__Requirement 1__.
Pull out each line of the entries below that contains the word "black". Case counts.

====== Text excerpt

MySQL Query Optimization: Top 3 Tips

December 21, 2021 | 6 minute read
David Stokes
MySQL Community Manager
Text Size 100%:

MySQL Query Optimization is usually simple engineering. But seeking information about how to tune queries is treated on many web reference sites like some Harry Potter-ish spell casting. There are simple tips you need to be aware of to get the best of your queries.


One - The MySQL Query Optimizer wants to optimize your query every time it is presented

Each time your query is seen by the server, the query optimizer treats it as if it is the first time it has ever seen this wonderful new query! And wants to optimize it even if ten dozen copies of the exact same query are running at the same time! Other databases like Oracle allow the query plan to be locked down but MySQL does the full service treatment each and every time.

============
====== Task data

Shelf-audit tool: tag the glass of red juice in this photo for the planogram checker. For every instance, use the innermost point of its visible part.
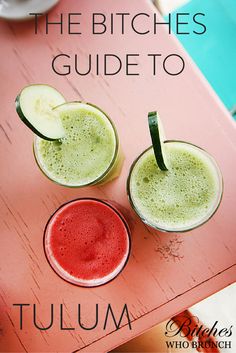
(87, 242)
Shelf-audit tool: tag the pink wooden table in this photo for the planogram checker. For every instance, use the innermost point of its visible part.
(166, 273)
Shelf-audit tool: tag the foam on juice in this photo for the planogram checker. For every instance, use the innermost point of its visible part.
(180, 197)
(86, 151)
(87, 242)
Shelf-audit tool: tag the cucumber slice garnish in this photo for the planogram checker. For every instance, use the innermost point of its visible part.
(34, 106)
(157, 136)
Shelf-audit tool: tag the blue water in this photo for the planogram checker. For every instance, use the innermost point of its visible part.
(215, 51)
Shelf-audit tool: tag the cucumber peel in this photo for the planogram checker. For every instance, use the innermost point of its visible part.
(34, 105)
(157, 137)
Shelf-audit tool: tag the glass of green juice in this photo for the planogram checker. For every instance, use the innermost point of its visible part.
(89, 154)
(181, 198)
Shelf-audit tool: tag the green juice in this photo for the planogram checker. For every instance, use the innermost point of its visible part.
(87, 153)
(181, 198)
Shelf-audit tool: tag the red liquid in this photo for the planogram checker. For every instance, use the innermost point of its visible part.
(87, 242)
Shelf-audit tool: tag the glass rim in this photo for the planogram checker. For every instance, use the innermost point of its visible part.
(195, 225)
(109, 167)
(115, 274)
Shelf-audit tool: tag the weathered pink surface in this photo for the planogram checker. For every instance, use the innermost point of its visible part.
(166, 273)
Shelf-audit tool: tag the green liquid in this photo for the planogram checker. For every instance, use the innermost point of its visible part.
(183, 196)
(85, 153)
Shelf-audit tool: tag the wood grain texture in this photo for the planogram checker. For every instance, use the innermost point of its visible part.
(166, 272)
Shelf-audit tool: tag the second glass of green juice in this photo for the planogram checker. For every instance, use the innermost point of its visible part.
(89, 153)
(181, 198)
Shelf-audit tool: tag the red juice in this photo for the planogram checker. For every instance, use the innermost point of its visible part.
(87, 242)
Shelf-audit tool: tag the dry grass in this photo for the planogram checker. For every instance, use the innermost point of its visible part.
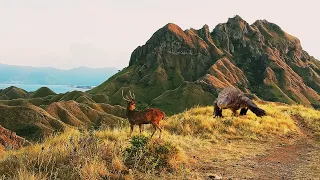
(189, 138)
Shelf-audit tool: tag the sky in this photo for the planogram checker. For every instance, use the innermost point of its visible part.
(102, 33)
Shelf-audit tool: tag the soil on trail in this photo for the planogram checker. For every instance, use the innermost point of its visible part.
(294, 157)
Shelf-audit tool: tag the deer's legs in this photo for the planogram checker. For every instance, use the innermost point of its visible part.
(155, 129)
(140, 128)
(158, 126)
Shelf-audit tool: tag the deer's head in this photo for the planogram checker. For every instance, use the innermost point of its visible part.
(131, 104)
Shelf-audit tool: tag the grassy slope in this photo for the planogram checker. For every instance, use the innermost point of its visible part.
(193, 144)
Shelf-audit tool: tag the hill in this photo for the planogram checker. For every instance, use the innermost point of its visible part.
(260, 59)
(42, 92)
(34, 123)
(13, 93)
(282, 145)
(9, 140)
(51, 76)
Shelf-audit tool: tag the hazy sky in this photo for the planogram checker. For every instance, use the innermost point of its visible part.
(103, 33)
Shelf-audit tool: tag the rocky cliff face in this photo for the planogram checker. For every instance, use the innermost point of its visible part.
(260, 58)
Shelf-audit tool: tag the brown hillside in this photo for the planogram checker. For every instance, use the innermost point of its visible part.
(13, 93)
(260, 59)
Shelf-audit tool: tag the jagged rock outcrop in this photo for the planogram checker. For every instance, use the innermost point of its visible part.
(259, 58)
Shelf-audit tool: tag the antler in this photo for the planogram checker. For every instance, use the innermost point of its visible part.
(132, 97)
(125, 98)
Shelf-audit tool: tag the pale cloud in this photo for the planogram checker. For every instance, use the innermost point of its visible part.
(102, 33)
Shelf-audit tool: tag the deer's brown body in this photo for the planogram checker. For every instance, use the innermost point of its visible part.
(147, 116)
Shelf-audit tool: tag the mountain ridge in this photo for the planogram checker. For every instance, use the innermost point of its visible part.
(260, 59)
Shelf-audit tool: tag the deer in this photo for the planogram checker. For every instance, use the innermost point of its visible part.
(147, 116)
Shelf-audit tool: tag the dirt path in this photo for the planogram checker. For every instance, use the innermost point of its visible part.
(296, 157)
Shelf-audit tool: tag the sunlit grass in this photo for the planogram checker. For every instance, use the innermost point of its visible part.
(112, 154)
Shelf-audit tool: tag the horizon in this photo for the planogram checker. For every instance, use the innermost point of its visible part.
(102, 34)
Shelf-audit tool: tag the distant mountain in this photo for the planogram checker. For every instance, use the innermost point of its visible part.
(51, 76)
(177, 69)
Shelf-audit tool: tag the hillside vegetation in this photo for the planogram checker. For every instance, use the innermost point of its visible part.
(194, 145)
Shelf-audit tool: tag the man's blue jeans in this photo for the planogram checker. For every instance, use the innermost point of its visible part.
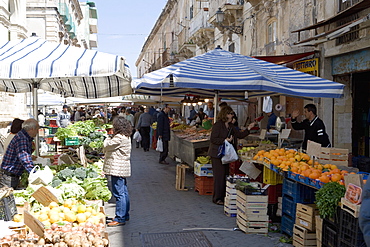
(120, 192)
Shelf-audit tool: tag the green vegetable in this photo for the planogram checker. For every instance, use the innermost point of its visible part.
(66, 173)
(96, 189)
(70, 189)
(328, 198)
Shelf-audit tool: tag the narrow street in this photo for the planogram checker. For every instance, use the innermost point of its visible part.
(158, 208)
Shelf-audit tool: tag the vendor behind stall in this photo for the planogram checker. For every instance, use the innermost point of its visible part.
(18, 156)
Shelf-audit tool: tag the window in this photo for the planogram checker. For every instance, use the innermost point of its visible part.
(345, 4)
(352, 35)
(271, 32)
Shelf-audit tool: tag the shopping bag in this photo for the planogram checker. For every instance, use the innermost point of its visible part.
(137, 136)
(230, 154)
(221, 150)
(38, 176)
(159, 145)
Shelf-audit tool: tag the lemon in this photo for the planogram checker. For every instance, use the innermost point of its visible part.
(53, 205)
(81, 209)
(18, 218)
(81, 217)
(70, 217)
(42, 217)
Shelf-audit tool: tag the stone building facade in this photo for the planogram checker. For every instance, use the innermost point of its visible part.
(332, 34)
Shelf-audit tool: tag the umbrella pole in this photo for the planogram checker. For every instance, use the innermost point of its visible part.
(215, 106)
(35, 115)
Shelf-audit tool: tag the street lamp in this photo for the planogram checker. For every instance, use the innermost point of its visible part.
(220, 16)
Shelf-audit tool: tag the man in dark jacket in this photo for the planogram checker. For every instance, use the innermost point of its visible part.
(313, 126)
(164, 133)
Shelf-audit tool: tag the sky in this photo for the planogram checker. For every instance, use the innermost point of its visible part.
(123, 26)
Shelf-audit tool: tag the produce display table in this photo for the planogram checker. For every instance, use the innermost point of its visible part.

============
====== Task data

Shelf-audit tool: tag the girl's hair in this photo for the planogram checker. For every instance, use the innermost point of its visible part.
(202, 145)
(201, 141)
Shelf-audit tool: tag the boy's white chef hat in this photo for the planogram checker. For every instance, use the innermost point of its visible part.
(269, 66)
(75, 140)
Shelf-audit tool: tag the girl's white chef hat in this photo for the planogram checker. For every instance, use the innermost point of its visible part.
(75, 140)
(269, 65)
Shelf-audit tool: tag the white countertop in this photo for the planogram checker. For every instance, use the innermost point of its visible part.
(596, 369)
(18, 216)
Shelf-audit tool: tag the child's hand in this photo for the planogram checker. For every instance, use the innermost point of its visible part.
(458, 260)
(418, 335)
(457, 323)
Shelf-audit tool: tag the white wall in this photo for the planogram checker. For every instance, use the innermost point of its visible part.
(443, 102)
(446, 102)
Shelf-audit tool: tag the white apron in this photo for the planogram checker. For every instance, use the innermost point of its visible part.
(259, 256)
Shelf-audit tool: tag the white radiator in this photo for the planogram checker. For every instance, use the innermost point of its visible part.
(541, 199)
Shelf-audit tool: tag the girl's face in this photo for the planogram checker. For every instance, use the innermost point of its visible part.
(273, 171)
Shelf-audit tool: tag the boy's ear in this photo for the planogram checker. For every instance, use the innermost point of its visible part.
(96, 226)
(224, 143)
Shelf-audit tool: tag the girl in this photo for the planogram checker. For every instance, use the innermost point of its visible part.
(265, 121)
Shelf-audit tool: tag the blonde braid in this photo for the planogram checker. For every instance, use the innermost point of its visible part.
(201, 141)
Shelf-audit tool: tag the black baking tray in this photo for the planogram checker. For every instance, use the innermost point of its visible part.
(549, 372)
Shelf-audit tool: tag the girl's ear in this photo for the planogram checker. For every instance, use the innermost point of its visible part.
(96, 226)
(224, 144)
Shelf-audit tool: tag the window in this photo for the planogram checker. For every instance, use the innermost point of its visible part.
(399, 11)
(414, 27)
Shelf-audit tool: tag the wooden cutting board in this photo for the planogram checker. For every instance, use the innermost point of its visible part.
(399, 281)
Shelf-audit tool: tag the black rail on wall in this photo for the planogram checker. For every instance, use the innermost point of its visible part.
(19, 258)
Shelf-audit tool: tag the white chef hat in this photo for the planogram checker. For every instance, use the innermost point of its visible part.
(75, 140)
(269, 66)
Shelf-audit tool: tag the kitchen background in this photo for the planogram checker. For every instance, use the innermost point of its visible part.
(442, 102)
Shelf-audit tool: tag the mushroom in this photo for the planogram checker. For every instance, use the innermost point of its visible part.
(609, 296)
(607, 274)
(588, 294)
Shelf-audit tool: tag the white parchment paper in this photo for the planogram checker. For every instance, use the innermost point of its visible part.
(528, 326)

============

__Requirement 2__.
Transcribe the portion of the MySQL query optimization article above that begins at the words "MySQL Query Optimization: Top" and stops after "of your queries.".

__Correct output 1__.
Shelf-audit tool: tag the black baking tray in this photo for the planogram checker. For every instance, use the innermost point of its visible part.
Shelf-audit tool: tag the black rail on wall in this photo for the planogram checker. For every instance, use the innermost point of its visible part.

__Correct output 2__.
MySQL Query Optimization: Top 3 Tips

December 21, 2021 | 6 minute read
David Stokes
MySQL Community Manager
Text Size 100%:

MySQL Query Optimization is usually simple engineering. But seeking information about how to tune queries is treated on many web reference sites like some Harry Potter-ish spell casting. There are simple tips you need to be aware of to get the best of your queries.